- [Your objective]: Some of the lines below need repeating. Reproduce exactly those between the lines holding "mark the flower cluster" and "mark the pink flower | one pin per instance.", inclusive.

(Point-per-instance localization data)
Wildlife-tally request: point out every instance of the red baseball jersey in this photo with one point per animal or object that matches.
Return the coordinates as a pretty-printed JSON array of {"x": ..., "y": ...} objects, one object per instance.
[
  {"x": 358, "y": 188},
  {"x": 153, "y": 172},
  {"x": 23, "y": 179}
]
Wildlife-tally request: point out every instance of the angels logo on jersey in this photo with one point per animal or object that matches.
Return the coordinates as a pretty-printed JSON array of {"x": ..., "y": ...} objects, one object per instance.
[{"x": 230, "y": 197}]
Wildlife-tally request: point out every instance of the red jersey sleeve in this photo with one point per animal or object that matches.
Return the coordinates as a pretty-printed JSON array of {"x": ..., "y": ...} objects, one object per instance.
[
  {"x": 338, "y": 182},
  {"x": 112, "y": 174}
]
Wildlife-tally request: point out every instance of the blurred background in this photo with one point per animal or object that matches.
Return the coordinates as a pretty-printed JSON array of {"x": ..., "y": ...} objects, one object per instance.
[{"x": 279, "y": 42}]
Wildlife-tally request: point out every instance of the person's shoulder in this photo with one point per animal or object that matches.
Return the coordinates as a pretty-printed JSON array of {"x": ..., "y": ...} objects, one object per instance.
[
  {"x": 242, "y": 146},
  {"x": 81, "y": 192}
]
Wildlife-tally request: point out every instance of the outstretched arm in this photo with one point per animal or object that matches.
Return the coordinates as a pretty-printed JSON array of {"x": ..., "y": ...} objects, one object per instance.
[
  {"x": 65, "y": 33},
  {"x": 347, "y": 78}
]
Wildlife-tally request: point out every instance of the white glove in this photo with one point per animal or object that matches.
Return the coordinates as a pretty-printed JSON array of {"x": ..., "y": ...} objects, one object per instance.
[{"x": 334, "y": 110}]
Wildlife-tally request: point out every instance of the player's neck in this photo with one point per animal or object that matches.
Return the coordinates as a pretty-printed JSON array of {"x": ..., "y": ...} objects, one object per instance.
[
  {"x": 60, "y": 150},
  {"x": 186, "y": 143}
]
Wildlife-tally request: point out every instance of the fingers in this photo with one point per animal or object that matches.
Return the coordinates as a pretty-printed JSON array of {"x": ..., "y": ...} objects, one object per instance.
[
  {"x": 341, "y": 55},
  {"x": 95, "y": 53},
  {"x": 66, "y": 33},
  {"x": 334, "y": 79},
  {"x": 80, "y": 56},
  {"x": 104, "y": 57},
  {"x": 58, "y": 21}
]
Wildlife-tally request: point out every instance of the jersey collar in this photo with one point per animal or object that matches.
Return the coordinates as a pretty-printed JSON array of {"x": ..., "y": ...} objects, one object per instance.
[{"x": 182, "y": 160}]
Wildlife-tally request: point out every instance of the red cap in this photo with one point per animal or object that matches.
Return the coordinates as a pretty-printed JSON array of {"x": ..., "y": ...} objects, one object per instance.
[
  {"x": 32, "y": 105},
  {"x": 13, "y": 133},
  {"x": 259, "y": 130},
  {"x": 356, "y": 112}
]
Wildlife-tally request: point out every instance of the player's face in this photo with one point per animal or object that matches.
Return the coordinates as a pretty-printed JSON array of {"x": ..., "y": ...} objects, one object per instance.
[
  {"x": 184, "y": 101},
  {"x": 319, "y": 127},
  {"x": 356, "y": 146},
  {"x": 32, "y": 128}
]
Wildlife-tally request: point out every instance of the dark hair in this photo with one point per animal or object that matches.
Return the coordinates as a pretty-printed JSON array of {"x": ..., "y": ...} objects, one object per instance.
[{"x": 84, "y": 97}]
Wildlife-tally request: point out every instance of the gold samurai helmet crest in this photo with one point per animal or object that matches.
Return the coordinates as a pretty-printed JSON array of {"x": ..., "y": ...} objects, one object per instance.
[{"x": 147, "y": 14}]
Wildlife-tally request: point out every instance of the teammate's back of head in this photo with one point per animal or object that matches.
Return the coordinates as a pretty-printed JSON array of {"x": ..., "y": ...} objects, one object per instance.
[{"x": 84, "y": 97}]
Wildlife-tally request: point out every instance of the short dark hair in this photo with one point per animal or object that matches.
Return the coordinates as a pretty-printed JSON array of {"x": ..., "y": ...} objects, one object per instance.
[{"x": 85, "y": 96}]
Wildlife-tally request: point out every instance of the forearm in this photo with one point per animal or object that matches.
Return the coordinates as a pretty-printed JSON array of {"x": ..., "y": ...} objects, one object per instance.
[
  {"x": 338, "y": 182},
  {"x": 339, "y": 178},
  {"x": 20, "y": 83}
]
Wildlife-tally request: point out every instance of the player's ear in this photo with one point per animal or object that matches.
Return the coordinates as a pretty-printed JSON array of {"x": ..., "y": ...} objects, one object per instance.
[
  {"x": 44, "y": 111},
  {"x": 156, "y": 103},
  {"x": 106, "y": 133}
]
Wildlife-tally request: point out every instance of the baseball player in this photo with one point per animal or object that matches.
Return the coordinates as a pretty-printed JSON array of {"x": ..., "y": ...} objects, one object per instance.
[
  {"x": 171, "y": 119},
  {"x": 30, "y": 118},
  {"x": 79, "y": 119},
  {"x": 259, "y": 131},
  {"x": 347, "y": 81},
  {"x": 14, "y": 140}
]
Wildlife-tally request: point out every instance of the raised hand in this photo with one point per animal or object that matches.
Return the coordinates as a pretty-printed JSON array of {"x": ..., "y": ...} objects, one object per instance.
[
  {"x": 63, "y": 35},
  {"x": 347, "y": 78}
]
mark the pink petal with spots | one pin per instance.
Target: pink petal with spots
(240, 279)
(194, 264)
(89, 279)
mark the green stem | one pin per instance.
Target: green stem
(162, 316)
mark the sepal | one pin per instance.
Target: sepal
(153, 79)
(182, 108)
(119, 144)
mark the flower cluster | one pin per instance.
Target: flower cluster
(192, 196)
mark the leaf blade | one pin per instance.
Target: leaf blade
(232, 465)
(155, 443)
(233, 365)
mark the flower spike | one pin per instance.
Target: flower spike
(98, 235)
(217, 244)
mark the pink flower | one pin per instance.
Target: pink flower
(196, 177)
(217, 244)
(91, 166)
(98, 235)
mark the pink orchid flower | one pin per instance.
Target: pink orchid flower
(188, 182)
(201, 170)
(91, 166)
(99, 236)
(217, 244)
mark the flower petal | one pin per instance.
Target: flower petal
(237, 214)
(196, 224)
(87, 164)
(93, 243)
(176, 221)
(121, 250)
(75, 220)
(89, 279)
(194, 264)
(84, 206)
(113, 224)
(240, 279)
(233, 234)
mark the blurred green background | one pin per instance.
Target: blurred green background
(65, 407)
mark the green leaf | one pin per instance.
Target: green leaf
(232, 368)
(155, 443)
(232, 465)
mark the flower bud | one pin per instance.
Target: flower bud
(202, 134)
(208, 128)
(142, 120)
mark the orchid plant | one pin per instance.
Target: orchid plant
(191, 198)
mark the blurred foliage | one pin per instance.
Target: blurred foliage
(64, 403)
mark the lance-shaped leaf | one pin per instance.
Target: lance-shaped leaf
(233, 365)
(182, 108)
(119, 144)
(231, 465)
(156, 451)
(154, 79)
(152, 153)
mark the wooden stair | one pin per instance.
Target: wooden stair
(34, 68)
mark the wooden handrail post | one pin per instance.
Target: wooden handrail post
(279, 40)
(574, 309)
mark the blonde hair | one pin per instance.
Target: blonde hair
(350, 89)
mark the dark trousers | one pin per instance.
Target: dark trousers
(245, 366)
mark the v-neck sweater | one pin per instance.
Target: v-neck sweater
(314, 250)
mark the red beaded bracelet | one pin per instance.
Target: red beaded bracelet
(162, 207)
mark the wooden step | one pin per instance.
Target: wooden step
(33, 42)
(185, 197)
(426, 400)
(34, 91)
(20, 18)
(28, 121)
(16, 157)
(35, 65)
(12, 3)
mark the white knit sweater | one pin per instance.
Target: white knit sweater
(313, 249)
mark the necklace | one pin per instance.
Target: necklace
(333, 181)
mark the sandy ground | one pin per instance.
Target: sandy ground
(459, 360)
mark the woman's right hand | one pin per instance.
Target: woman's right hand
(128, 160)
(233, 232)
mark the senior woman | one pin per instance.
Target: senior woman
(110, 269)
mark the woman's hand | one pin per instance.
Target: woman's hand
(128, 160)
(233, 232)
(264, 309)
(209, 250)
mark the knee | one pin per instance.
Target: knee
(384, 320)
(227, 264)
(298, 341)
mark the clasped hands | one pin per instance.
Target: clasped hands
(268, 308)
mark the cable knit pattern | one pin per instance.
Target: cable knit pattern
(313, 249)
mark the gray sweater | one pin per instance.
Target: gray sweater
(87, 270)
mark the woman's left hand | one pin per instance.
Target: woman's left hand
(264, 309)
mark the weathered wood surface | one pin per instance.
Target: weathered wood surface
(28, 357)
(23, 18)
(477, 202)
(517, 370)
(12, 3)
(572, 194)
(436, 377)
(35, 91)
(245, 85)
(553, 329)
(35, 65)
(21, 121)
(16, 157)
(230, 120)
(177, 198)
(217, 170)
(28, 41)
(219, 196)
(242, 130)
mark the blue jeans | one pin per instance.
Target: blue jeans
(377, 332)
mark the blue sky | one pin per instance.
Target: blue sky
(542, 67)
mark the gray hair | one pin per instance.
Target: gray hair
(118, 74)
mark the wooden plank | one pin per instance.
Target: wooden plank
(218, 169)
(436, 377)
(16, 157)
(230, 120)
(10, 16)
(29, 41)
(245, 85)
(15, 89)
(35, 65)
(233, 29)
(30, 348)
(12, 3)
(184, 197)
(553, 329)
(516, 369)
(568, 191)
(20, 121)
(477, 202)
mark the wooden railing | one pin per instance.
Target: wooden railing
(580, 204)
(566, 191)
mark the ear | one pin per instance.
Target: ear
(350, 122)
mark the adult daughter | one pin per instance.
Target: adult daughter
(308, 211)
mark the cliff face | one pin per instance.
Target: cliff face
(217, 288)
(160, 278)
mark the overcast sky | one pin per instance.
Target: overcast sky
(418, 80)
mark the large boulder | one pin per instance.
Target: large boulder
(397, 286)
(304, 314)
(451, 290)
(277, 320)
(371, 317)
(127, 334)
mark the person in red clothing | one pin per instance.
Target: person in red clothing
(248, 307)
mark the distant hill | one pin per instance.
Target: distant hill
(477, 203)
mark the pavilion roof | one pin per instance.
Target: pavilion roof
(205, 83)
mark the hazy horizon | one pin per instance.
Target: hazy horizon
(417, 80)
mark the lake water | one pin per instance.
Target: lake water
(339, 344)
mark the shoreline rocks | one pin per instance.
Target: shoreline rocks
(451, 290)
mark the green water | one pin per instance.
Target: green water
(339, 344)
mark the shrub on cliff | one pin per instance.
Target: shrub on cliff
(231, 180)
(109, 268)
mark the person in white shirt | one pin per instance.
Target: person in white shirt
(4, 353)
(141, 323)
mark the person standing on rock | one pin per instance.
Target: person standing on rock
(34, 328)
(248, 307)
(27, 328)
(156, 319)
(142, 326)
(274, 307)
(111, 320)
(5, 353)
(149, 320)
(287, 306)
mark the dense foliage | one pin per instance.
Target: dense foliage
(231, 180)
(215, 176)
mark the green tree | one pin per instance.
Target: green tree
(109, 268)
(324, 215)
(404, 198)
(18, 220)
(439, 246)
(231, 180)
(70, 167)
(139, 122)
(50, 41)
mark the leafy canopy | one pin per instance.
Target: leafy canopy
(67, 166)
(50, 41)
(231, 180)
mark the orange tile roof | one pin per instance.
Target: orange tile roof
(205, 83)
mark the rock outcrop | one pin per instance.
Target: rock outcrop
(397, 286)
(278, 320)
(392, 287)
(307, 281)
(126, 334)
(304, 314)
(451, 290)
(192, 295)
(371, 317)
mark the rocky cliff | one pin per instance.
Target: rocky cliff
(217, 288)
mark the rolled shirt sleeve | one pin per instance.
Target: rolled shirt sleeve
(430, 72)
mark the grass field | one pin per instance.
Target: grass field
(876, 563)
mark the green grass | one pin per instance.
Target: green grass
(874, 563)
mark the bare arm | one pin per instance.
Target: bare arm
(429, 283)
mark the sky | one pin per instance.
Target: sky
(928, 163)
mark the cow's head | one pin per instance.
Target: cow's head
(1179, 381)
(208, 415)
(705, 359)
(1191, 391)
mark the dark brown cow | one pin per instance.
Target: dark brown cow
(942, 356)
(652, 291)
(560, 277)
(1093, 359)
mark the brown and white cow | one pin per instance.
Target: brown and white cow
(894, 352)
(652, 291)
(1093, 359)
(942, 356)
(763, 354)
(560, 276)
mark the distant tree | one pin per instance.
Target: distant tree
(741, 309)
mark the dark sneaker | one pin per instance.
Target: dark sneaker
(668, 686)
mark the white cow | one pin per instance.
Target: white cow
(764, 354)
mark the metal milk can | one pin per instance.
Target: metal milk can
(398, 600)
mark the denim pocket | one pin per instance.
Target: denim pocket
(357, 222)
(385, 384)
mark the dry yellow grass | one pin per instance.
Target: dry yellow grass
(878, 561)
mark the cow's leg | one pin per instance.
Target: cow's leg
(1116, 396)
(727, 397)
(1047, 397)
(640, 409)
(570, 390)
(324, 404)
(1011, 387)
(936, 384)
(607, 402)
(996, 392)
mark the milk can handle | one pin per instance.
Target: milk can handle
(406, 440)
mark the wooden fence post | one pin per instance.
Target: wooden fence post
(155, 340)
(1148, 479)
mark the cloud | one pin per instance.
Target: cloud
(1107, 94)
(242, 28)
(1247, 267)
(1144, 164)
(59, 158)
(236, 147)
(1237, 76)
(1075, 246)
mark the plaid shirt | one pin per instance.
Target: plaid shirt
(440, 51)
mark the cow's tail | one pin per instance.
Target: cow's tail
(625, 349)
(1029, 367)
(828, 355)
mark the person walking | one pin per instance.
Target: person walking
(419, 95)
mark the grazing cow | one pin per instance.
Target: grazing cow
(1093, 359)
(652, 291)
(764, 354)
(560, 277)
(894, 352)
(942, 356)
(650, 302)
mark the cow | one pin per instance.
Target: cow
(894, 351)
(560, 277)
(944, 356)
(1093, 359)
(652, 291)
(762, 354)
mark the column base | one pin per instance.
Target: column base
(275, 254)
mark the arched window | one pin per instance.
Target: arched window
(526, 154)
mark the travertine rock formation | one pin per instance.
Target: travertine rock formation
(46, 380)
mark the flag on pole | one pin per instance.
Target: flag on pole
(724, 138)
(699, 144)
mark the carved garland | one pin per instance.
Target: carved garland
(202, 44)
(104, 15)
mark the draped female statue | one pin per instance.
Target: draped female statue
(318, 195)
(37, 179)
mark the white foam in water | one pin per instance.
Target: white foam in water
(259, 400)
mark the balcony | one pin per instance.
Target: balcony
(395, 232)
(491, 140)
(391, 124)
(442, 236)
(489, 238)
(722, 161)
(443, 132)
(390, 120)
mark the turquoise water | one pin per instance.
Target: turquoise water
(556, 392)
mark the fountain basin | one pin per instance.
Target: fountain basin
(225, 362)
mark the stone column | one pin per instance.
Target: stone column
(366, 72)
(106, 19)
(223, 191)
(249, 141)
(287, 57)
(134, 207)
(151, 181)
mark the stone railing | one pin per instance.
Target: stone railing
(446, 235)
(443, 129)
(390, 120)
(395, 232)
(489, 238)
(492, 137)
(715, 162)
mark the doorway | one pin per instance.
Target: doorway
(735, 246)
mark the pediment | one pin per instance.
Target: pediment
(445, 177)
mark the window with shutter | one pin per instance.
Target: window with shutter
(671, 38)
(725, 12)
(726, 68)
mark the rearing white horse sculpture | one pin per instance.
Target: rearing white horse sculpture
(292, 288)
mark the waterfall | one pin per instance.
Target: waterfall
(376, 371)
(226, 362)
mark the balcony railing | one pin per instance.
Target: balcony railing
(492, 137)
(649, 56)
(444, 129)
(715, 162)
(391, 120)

- [Output]:
mark the flower cluster | one pin per instance.
Target: flower cluster
(192, 196)
mark the leaf blade | one pin per instance.
Target: leaf blade
(232, 465)
(155, 443)
(233, 365)
mark the flower spike | one pin per instance.
Target: flower spike
(98, 235)
(217, 244)
mark the pink flower | one pin per instance.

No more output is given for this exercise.